__TEXT SHOWN__.

*-*-*

The Brooklyn community lay in what is now Second Ward, an area of Charlotte that was geographically lower than the other four wards, and for sewage and sanitation purposes, made living there hazardous. An 1892 Charlotte Townships map identified the area as “Logtown.” After emancipation, the area drew recently emancipated slaves. The community’s Black population continued to grow throughout the nineteenth-century and was “solidly black except for Trade, Tryon, College, and parts of Fourth Street,” when the first racially patterned map of Charlotte was drawn in 1917.1 At the same time, Logtown gave way to Brooklyn; a name that would become synonymous with the Black community until urban renewal.
In its heyday, Brooklyn was a thriving Black business center; “an African American city-within-the-city, complete with its own downtown.”2 While the socio-economic level of residents spanned from shanty housing, like Blue Heaven, to the homes of Charlotte’s Black professionals, the community marked many “firsts” for Charlotte’s Black residents. Built in 1886, the Myers Street School was Charlotte’s first Black public school, operating until 1907 when the original building closed.3 The school was the first Black grade school in the county and families flocked to Brooklyn for their children to receive an education and because segregation had begun to push Black residents out of other communities.4 The community was also home to Second Ward High School, the city’s only Black high school which served the community from 1923 to 1969. The community contained the city’s Black YMCA and library. The Brevard Street Library opened two years after the Carnegie Library refused to admit Black patrons. The Brevard Street location served as its “colored branch” and was the first free library for Black patrons in the state of North Carolina.5 The A.M.E. Zion Publishing House, also located in Brooklyn, published all printed materials for the A.M.E. Zion denomination in America and issued its monthly newspaper. The publishing house was one of the few Black owned businesses where black men could be employed and trained in a white collar profession.6
The Mecklenburg Investment Company Building still remains on Brevard Street. The building was financed by Black professionals in 1921 to provide the first office building open to Black professionals. The building’s third floor lodge hall was often used as a meeting place for Black civic groups and the building itself is a testament to Charlotte’s Black professional class. Its architect and builder, W. W. Smith designed the building’s signature yellow and red patterned brickwork.7
Mecklenburg Investment Company Building (Photo from Charlotte-Mecklenburg Historic Landmarks Commission)

*-*-*

__TASKS TO COMPLETE__.
• A. Reproduce the part of the passage on Brooklyn that opens with the words containing "The Brooklyn community" and closes with "until urban renewal.".
• B. Answer each question from the passage on Brooklyn:
(i) What name did an 1892 Charlotte Townships map give the area?
(ii) In what year was the Myers Street School built?
(iii) Who designed the signature yellow and red patterned brickwork of the Mecklenburg Investment Company Building?
• C. How would the passage on Brooklyn go on? Extend it from the point where it stops.
The lines that follow come from a separate source.

*-*-*

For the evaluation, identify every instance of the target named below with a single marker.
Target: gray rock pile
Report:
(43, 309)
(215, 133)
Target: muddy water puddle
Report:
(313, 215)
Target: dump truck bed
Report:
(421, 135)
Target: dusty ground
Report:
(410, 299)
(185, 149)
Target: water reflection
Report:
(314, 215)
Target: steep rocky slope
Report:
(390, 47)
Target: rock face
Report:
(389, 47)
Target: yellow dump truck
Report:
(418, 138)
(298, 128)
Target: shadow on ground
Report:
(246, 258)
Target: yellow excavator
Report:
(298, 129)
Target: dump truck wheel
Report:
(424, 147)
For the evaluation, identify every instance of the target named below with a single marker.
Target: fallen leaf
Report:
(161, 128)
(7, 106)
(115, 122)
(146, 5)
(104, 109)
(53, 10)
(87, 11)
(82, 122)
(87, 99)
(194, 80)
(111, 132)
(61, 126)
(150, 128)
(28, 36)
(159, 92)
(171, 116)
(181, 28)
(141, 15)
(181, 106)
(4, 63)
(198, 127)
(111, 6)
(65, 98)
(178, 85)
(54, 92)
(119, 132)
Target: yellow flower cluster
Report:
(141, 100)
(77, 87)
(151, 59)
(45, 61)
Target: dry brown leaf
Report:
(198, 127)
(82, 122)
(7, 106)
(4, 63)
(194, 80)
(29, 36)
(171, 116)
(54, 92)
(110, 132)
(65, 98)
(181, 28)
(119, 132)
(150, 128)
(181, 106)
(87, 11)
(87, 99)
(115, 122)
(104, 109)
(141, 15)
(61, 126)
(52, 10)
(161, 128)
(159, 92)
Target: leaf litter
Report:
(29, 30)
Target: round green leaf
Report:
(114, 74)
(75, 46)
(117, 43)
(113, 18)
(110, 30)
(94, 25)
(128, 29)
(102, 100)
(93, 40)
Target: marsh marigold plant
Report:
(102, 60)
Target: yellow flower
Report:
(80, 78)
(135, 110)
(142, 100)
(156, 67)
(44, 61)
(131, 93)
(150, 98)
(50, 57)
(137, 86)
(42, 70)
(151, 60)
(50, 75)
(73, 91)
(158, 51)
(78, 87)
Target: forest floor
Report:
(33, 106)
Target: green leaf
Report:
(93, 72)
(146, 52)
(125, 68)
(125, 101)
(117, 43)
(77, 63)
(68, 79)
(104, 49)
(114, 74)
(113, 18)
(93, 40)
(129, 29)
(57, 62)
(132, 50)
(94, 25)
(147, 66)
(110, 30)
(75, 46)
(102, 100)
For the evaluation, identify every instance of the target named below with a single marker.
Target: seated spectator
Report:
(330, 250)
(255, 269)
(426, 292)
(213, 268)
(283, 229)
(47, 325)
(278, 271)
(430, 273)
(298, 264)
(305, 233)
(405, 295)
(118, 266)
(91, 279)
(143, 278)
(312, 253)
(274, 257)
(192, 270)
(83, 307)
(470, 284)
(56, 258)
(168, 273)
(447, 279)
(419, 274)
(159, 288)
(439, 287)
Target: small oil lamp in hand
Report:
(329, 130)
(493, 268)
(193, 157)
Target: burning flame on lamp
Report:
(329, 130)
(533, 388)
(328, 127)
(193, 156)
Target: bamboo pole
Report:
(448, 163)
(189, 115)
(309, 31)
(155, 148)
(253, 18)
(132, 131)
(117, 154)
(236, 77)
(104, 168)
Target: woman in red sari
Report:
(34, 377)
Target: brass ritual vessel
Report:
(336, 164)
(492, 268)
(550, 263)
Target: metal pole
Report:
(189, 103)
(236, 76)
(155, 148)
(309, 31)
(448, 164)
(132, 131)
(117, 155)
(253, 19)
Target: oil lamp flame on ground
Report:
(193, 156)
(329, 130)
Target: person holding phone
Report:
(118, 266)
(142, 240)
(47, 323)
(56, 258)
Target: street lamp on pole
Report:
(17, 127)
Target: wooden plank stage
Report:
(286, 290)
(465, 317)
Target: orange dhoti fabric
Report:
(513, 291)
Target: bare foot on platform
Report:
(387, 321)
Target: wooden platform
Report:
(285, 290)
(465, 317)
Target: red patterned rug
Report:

*-*-*

__ANSWER SET__.
• A.
The Brooklyn community lay in what is now Second Ward, an area of Charlotte that was geographically lower than the other four wards, and for sewage and sanitation purposes, made living there hazardous. An 1892 Charlotte Townships map identified the area as “Logtown.” After emancipation, the area drew recently emancipated slaves. The community’s Black population continued to grow throughout the nineteenth-century and was “solidly black except for Trade, Tryon, College, and parts of Fourth Street,” when the first racially patterned map of Charlotte was drawn in 1917.1 At the same time, Logtown gave way to Brooklyn; a name that would become synonymous with the Black community until urban renewal.

• B.
(i) Logtown
(ii) 1886
(iii) W. W. Smith

• C.
Aside from being a commercial center for the Black community, some of the most distinguished Black Charlotteans lived in the neighborhood. J.T. Williams was a business, medical, and political leader who built an elegant home on Brevard Street. He was appointed U.S. Consul to Sierra Leone under President McKinley, and served from 1898 to 1907.8
Hanchett suggests that what made Brooklyn a community was the creation of Charlotte’s Black main street after 1900. Political disenfranchisement led black citizens to turn to economic development within the Black population, taking the advice of turn of the century Black leaders, the community sought to cater to the needs of its own race and supply the daily necessities and trades their community needed.9 And more businesses flooded in as high rent prices drove them out of white neighborhoods. During the late 1930s and throughout the 1940s, federal programs made mortgages available and developers began erecting housing in the west side of Charlotte to sale to Black Charlotteans. These effects purged some of the Brooklyn community, who headed west with the building of West Charlotte High School; a new facility that would be open to Black people.10 Further detrimental to the community was the building of Independence Boulevard which cut a “long gash” through Brooklyn, exposing blighted areas of the worst sections of the neighborhood. Ordinary citizens were alerted to the problems of these slums at about the same time the federal government began providing money for demolition projects.11 Sadly, when the city’s new zoning plan was announced in 1947, all of Brooklyn received a new label; “industrial”.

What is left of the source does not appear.